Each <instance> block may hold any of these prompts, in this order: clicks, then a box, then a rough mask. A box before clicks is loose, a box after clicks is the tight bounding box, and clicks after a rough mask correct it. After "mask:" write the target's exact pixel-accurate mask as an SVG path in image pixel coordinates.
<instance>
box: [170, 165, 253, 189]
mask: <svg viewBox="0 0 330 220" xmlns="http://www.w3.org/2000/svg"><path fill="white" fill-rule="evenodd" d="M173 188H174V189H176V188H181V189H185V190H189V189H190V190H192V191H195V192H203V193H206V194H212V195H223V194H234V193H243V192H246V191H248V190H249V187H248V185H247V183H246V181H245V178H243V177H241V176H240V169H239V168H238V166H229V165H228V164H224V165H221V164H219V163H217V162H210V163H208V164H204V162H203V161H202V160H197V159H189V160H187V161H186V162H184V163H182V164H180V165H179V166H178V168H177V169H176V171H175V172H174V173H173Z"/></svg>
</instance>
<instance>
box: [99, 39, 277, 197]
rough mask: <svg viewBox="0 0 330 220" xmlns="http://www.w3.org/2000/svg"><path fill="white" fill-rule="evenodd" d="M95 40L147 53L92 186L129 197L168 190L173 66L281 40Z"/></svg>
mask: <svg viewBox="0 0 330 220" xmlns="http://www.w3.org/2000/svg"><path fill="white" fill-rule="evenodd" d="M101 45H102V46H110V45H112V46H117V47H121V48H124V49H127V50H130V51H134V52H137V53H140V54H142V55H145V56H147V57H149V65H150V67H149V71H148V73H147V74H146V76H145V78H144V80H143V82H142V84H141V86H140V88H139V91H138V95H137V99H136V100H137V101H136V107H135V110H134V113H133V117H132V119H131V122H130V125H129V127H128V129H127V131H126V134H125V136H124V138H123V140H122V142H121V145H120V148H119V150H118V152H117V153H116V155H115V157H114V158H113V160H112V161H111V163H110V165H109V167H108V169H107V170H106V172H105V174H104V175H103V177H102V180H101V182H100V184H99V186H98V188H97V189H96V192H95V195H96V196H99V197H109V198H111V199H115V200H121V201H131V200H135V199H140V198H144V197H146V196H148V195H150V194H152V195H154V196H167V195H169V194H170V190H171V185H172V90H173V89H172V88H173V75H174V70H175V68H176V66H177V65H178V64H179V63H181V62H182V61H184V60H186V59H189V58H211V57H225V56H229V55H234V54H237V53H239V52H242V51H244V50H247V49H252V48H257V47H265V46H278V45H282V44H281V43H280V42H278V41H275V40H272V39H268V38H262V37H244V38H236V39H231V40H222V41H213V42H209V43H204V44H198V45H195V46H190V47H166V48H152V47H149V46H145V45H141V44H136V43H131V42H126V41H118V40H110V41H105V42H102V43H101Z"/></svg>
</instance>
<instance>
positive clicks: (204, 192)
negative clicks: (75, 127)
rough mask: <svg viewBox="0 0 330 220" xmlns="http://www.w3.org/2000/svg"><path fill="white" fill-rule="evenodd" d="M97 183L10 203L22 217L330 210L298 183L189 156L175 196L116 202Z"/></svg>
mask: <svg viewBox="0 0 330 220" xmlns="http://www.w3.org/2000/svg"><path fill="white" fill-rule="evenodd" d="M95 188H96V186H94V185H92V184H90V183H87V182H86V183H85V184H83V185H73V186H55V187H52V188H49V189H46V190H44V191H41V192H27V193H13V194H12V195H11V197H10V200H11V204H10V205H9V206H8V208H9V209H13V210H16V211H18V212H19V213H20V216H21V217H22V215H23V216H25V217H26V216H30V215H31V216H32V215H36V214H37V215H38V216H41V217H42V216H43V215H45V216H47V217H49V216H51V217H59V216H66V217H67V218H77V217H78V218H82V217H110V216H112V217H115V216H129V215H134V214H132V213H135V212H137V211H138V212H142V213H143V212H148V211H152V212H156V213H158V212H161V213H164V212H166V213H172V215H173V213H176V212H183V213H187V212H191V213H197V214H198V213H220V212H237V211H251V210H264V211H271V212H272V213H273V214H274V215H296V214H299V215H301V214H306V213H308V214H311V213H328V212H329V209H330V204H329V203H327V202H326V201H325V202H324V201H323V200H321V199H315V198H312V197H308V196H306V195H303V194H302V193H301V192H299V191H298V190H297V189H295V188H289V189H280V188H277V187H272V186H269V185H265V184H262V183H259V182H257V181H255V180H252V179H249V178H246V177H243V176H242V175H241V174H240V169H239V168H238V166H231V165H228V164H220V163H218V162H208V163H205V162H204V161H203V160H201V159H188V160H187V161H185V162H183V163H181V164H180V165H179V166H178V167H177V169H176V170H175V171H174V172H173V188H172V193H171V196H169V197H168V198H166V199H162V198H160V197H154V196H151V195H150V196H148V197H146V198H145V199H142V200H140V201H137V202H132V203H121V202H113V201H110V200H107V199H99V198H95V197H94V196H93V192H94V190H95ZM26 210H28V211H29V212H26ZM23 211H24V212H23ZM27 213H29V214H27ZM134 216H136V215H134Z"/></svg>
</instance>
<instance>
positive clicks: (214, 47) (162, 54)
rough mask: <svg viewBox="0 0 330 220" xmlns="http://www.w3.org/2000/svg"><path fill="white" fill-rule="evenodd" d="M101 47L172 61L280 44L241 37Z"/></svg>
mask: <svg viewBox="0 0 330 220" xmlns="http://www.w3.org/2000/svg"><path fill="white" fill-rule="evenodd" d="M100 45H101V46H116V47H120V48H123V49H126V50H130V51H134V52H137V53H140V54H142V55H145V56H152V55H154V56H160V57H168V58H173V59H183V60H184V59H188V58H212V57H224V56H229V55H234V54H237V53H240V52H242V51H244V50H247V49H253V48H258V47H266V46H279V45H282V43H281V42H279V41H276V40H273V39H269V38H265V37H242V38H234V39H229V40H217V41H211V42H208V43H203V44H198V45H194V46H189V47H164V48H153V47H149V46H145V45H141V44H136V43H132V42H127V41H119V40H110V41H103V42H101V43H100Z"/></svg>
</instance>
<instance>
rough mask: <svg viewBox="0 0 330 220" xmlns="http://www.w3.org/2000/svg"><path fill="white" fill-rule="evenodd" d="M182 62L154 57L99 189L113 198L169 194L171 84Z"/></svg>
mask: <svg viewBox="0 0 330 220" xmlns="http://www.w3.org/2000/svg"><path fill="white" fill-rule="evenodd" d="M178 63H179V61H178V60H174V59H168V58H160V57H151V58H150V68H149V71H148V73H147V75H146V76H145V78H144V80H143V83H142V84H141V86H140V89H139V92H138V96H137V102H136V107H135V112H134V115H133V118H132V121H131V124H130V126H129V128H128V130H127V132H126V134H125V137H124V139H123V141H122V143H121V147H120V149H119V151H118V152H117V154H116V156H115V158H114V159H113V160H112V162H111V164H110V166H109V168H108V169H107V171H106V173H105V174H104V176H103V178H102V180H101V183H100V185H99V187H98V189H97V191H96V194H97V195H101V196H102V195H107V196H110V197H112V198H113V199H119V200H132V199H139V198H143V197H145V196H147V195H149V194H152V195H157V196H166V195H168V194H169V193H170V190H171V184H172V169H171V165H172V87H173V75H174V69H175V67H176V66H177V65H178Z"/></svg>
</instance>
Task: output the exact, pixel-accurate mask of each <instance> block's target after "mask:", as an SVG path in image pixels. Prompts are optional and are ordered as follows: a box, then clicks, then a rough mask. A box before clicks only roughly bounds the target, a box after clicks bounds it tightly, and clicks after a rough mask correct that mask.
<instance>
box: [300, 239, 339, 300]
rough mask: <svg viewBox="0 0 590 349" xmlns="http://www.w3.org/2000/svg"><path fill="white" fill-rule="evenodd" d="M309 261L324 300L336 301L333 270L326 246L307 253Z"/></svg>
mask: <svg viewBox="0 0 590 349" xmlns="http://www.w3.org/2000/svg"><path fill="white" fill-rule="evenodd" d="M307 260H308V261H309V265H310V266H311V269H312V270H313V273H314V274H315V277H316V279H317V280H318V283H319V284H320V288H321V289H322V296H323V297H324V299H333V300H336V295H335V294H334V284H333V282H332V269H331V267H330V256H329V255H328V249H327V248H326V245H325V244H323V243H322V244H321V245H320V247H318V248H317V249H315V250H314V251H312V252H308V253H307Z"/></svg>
+ + +
> Task requirements:
The answer must be all the lines above that hold the word "pixel".

> Answer to this problem:
Each <instance> block may hold any of these prompts, in this order: clicks, then a box, then a rough mask. A box before clicks is loose, a box after clicks is the tight bounding box, and clicks after a rough mask correct it. After "mask:" write the target's exact pixel-accurate mask as an SVG path in image pixel coordinates.
Task: output the exact, pixel-accurate mask of each <instance> block's target after "mask:", as an SVG path in image pixels. Prompts are optional and are ordered as follows: a box, then clicks, then a rough mask. A box before clicks only roughly bounds the target, a box after clicks bounds it tightly, and clicks after a rough mask correct that mask.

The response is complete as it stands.